ACTIVITY: Locate, in the data below, the line that contains "x=368, y=15" and the line that contains "x=357, y=67"; reproduce exactly those two lines and every line between them, nothing more.

▶

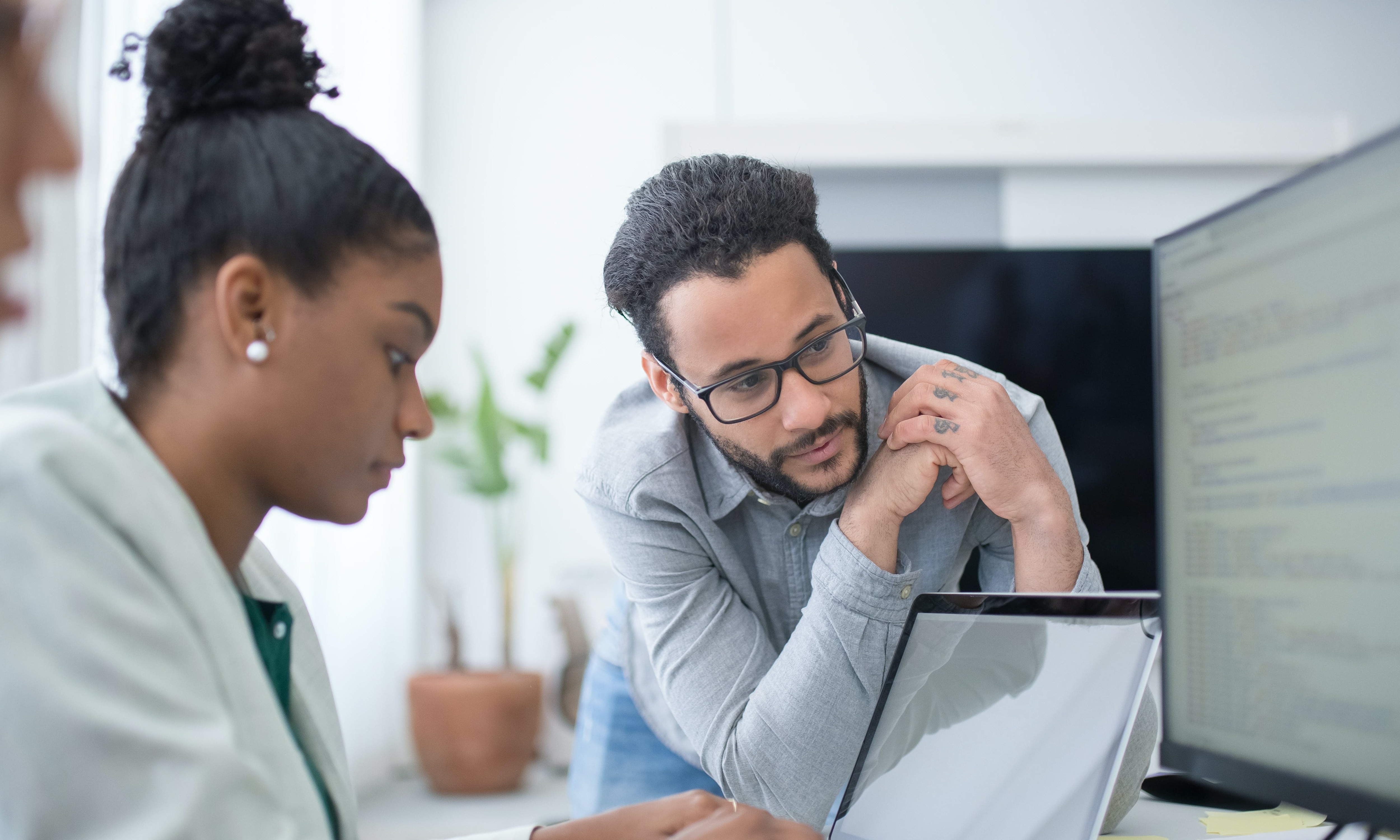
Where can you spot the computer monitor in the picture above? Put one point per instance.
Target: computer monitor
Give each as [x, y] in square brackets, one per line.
[1279, 464]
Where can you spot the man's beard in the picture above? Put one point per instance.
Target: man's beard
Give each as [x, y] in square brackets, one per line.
[768, 472]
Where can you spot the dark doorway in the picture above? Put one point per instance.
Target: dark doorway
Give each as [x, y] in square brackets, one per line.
[1073, 327]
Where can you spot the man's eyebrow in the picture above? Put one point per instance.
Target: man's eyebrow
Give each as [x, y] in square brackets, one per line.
[745, 363]
[734, 367]
[813, 325]
[429, 328]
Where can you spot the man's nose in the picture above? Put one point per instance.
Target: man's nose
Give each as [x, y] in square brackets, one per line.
[803, 405]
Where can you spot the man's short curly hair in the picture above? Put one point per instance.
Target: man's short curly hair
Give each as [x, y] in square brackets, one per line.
[705, 216]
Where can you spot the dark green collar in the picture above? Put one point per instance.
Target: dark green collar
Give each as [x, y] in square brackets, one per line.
[271, 624]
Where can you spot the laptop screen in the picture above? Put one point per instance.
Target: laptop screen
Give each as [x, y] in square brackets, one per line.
[1002, 723]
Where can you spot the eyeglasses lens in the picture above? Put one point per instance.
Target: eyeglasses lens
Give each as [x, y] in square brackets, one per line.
[758, 391]
[834, 355]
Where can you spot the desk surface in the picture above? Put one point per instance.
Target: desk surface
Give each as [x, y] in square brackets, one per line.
[1182, 822]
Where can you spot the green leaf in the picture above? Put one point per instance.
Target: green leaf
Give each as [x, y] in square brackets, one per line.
[554, 352]
[492, 430]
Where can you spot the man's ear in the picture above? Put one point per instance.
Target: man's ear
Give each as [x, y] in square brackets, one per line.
[247, 304]
[661, 384]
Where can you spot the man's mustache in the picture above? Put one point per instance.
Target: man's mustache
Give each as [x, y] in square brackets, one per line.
[807, 442]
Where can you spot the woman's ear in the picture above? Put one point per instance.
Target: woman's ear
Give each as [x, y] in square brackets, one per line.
[661, 384]
[247, 307]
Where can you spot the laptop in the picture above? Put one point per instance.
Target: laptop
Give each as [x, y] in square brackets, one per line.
[1003, 717]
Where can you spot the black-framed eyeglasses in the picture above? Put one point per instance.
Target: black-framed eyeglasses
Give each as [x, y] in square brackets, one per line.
[825, 359]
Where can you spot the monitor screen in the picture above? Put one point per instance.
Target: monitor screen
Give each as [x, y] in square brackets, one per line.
[1073, 327]
[1279, 411]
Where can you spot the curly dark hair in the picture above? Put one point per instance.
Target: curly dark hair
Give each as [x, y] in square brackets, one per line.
[705, 216]
[233, 160]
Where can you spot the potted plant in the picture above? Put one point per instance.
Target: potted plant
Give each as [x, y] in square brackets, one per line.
[475, 730]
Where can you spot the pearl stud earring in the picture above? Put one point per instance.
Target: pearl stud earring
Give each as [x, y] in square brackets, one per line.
[258, 349]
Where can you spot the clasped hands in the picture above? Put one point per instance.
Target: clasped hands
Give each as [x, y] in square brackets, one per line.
[948, 415]
[695, 815]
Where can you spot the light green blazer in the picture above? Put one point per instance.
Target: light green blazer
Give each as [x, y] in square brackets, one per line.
[132, 698]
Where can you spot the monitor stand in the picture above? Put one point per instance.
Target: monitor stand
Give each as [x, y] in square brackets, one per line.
[1184, 790]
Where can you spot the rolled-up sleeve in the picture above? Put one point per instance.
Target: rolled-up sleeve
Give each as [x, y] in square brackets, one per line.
[778, 730]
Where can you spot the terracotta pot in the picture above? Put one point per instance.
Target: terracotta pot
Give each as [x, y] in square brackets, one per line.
[475, 730]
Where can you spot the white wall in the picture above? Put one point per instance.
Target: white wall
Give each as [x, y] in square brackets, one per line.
[541, 117]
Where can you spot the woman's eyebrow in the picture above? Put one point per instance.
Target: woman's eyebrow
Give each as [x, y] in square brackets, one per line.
[429, 328]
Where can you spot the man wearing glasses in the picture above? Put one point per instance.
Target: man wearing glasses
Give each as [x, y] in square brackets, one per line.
[776, 493]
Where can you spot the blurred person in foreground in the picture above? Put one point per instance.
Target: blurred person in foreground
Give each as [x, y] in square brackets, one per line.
[776, 493]
[272, 283]
[33, 139]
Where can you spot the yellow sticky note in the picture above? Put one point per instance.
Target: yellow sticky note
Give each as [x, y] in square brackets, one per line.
[1286, 818]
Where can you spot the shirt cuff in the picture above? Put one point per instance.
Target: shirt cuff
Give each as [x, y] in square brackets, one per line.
[853, 580]
[517, 834]
[1090, 579]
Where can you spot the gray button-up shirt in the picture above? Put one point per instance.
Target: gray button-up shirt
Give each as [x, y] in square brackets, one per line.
[754, 635]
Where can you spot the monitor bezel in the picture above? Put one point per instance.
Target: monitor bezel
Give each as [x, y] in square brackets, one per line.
[1037, 604]
[1242, 776]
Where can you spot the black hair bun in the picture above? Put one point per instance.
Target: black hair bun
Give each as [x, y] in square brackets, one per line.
[222, 55]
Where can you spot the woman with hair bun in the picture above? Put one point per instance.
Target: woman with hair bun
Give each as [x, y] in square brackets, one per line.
[272, 282]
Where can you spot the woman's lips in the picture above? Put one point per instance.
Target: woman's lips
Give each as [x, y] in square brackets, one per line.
[821, 453]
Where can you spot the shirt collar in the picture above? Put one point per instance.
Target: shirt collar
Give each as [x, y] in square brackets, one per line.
[724, 486]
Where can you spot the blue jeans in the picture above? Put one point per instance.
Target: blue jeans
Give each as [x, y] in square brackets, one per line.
[618, 759]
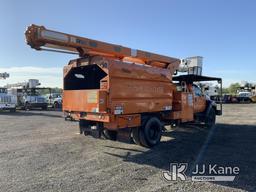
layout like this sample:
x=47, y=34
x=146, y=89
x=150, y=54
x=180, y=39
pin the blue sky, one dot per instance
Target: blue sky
x=223, y=32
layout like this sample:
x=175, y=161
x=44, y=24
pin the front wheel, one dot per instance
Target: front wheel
x=210, y=119
x=150, y=134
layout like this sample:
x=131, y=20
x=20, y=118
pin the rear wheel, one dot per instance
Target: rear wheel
x=210, y=119
x=110, y=134
x=135, y=135
x=150, y=134
x=13, y=110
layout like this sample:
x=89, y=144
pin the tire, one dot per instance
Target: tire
x=109, y=134
x=210, y=119
x=151, y=132
x=135, y=135
x=13, y=110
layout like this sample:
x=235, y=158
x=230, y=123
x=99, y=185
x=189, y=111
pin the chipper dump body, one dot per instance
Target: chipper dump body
x=110, y=87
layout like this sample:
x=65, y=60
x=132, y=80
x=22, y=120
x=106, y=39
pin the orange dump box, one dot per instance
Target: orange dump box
x=115, y=92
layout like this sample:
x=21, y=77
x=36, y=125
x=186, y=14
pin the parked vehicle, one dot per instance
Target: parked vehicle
x=245, y=97
x=7, y=101
x=111, y=87
x=54, y=100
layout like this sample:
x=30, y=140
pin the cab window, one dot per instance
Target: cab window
x=197, y=91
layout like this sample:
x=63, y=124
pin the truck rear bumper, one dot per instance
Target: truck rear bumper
x=110, y=121
x=7, y=106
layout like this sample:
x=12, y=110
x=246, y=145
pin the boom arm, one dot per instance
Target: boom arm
x=39, y=38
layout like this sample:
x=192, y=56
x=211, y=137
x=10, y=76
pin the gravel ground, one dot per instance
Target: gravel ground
x=39, y=151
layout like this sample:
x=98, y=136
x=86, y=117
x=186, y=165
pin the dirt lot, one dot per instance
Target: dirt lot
x=39, y=151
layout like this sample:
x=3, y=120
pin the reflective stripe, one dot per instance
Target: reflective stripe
x=51, y=35
x=134, y=52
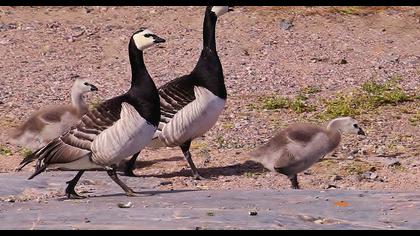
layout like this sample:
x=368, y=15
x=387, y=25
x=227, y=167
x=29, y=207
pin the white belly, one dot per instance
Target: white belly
x=194, y=119
x=130, y=134
x=308, y=155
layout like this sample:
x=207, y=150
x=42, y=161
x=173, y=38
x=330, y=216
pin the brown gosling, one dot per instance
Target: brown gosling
x=299, y=146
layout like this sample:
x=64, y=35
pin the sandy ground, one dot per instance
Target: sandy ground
x=42, y=48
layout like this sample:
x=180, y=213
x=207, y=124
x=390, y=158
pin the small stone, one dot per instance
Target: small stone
x=308, y=218
x=394, y=163
x=392, y=12
x=336, y=177
x=253, y=213
x=125, y=205
x=342, y=61
x=165, y=183
x=331, y=186
x=286, y=24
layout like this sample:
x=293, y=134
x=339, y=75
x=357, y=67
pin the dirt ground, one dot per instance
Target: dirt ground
x=42, y=48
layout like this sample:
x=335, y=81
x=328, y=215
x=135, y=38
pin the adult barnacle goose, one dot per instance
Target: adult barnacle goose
x=116, y=129
x=191, y=104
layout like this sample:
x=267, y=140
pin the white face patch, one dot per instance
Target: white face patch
x=346, y=125
x=219, y=10
x=142, y=42
x=80, y=87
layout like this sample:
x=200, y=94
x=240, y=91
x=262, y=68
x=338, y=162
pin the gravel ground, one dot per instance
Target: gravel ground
x=264, y=51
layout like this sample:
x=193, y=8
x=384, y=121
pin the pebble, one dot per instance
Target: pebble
x=286, y=24
x=125, y=205
x=253, y=213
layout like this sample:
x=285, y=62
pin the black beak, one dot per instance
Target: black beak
x=93, y=88
x=157, y=39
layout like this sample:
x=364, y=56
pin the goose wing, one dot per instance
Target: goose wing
x=76, y=143
x=174, y=96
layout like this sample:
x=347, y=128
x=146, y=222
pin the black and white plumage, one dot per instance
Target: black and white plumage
x=191, y=104
x=116, y=129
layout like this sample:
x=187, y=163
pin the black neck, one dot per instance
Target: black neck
x=209, y=29
x=143, y=94
x=139, y=74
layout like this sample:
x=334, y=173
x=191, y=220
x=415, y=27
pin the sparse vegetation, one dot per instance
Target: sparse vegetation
x=347, y=10
x=298, y=104
x=357, y=168
x=210, y=213
x=370, y=96
x=415, y=119
x=274, y=103
x=25, y=152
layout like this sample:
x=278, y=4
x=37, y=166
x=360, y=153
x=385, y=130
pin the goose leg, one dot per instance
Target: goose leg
x=293, y=180
x=70, y=192
x=113, y=174
x=129, y=166
x=185, y=147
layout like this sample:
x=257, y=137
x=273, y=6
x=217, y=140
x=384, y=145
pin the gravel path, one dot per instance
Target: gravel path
x=190, y=209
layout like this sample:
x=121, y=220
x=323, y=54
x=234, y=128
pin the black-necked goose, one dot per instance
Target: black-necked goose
x=116, y=129
x=50, y=122
x=299, y=146
x=191, y=104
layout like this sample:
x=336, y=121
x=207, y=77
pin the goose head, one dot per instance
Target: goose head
x=220, y=10
x=145, y=38
x=83, y=86
x=346, y=125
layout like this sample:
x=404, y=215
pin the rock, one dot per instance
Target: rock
x=4, y=27
x=369, y=175
x=286, y=24
x=331, y=186
x=125, y=205
x=87, y=182
x=393, y=163
x=392, y=12
x=336, y=177
x=253, y=213
x=165, y=183
x=307, y=218
x=342, y=61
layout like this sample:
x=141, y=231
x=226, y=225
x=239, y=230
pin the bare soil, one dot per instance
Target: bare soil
x=42, y=48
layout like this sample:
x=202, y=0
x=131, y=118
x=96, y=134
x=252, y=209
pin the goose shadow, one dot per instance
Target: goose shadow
x=146, y=193
x=247, y=167
x=142, y=163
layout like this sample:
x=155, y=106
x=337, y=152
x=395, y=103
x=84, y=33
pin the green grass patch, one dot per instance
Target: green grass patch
x=25, y=152
x=298, y=104
x=369, y=96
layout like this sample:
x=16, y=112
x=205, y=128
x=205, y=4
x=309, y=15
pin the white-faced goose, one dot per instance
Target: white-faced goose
x=52, y=121
x=116, y=129
x=299, y=146
x=191, y=104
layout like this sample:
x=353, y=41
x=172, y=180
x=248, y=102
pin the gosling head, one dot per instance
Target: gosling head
x=346, y=125
x=145, y=38
x=220, y=10
x=83, y=86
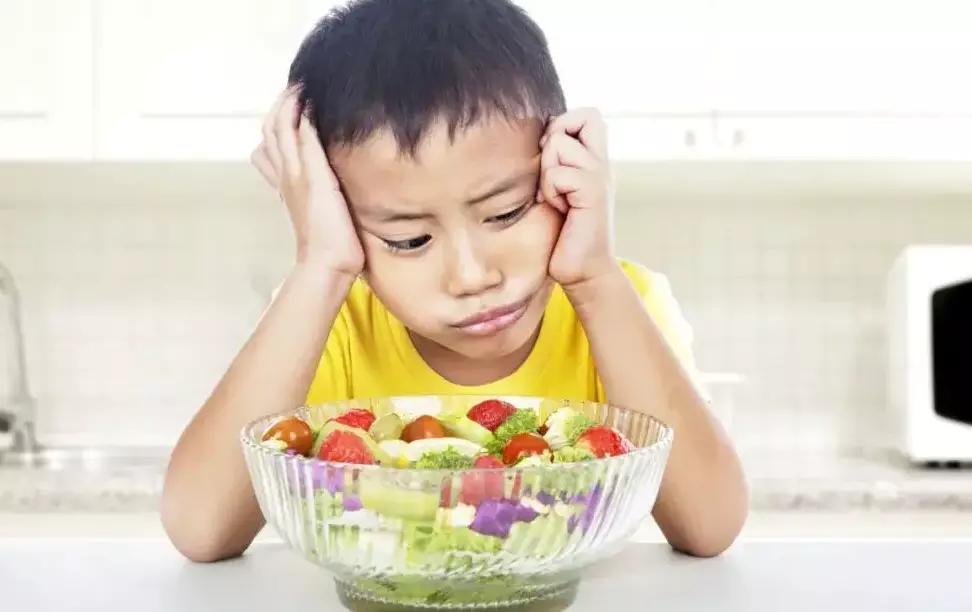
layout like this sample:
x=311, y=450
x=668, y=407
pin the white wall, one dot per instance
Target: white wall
x=140, y=282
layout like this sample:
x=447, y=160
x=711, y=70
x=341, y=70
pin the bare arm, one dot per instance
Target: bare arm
x=209, y=510
x=703, y=500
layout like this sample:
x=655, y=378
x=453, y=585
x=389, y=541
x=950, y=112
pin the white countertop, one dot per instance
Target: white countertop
x=148, y=575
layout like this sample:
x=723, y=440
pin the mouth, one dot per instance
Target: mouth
x=493, y=320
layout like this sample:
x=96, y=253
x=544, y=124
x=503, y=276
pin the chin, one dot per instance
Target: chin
x=504, y=342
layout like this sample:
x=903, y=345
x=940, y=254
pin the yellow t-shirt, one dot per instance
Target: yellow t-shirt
x=369, y=353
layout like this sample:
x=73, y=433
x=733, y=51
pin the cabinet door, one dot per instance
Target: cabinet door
x=849, y=59
x=182, y=79
x=823, y=137
x=45, y=68
x=649, y=57
x=660, y=138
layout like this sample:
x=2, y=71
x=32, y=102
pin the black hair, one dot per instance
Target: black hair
x=402, y=65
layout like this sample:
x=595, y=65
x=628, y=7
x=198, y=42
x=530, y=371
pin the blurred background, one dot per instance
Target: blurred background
x=801, y=170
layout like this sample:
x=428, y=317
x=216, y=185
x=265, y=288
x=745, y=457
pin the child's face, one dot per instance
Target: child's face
x=455, y=232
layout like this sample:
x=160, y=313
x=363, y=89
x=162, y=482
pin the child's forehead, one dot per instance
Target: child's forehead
x=472, y=159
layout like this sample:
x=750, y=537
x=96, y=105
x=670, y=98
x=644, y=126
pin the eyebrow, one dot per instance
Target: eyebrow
x=501, y=187
x=386, y=215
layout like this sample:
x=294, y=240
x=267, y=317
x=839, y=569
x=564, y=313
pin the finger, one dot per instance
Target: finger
x=286, y=136
x=560, y=182
x=564, y=150
x=585, y=124
x=313, y=157
x=262, y=163
x=269, y=138
x=557, y=183
x=549, y=159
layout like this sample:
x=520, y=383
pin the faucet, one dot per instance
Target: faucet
x=17, y=417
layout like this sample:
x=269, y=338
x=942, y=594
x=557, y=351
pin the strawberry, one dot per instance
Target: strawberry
x=524, y=445
x=604, y=441
x=491, y=413
x=477, y=487
x=362, y=419
x=345, y=447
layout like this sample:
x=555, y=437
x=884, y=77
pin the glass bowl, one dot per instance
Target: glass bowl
x=503, y=538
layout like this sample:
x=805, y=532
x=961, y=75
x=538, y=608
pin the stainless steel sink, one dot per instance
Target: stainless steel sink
x=16, y=406
x=89, y=459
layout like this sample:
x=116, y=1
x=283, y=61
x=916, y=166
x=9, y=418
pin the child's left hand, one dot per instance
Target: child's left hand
x=575, y=179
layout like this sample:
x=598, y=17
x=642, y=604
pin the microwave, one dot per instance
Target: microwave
x=929, y=304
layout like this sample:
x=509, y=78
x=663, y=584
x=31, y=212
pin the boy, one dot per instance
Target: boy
x=453, y=235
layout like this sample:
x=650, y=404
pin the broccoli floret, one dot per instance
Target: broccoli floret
x=449, y=459
x=572, y=454
x=521, y=421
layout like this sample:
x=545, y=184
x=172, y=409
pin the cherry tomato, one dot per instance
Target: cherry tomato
x=522, y=445
x=423, y=427
x=295, y=433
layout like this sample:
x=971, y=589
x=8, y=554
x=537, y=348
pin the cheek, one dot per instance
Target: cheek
x=533, y=238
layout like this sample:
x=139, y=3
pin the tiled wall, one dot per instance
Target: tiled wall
x=140, y=283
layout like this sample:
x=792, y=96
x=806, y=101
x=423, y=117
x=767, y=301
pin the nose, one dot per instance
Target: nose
x=469, y=270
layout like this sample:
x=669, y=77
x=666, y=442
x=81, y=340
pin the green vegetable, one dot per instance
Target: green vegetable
x=449, y=459
x=521, y=421
x=462, y=426
x=576, y=425
x=572, y=454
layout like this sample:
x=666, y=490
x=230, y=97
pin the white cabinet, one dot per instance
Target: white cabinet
x=836, y=80
x=694, y=79
x=45, y=79
x=860, y=58
x=647, y=57
x=183, y=79
x=763, y=79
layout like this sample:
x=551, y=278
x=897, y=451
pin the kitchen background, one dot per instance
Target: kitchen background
x=772, y=158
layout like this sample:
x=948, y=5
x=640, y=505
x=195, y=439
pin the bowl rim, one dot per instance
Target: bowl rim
x=662, y=444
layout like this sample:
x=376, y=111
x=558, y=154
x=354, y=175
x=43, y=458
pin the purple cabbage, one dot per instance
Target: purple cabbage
x=495, y=517
x=590, y=502
x=352, y=503
x=327, y=477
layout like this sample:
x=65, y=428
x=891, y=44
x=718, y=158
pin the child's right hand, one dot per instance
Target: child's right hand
x=293, y=161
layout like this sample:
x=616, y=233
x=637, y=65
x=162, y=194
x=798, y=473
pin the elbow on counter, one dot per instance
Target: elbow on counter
x=714, y=539
x=196, y=537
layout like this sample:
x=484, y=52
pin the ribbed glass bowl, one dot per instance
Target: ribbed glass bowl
x=397, y=538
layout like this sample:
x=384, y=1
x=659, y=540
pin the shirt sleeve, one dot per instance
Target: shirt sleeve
x=332, y=378
x=656, y=294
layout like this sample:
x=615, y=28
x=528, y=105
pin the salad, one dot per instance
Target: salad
x=444, y=520
x=491, y=434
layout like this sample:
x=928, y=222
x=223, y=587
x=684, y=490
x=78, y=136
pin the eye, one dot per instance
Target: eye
x=409, y=244
x=511, y=217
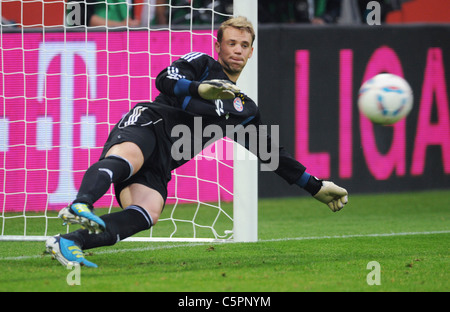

◀

REPLY TO THE TASK:
x=368, y=15
x=387, y=25
x=227, y=167
x=29, y=207
pin the white belly, one dot per instance
Target: white belly
x=194, y=119
x=130, y=134
x=308, y=155
layout like this sample:
x=207, y=150
x=42, y=161
x=173, y=38
x=330, y=216
pin the brown gosling, one dot per instance
Target: brown gosling
x=299, y=146
layout like this sample:
x=64, y=35
pin the sandy ground, one dot per instance
Target: sandy ground
x=42, y=48
layout like this sample:
x=180, y=213
x=207, y=124
x=390, y=158
pin the small stone, one dot per instance
Target: small stone
x=308, y=218
x=394, y=163
x=392, y=12
x=336, y=177
x=253, y=213
x=125, y=205
x=342, y=61
x=165, y=183
x=331, y=186
x=286, y=24
layout like this sample:
x=293, y=134
x=339, y=75
x=357, y=67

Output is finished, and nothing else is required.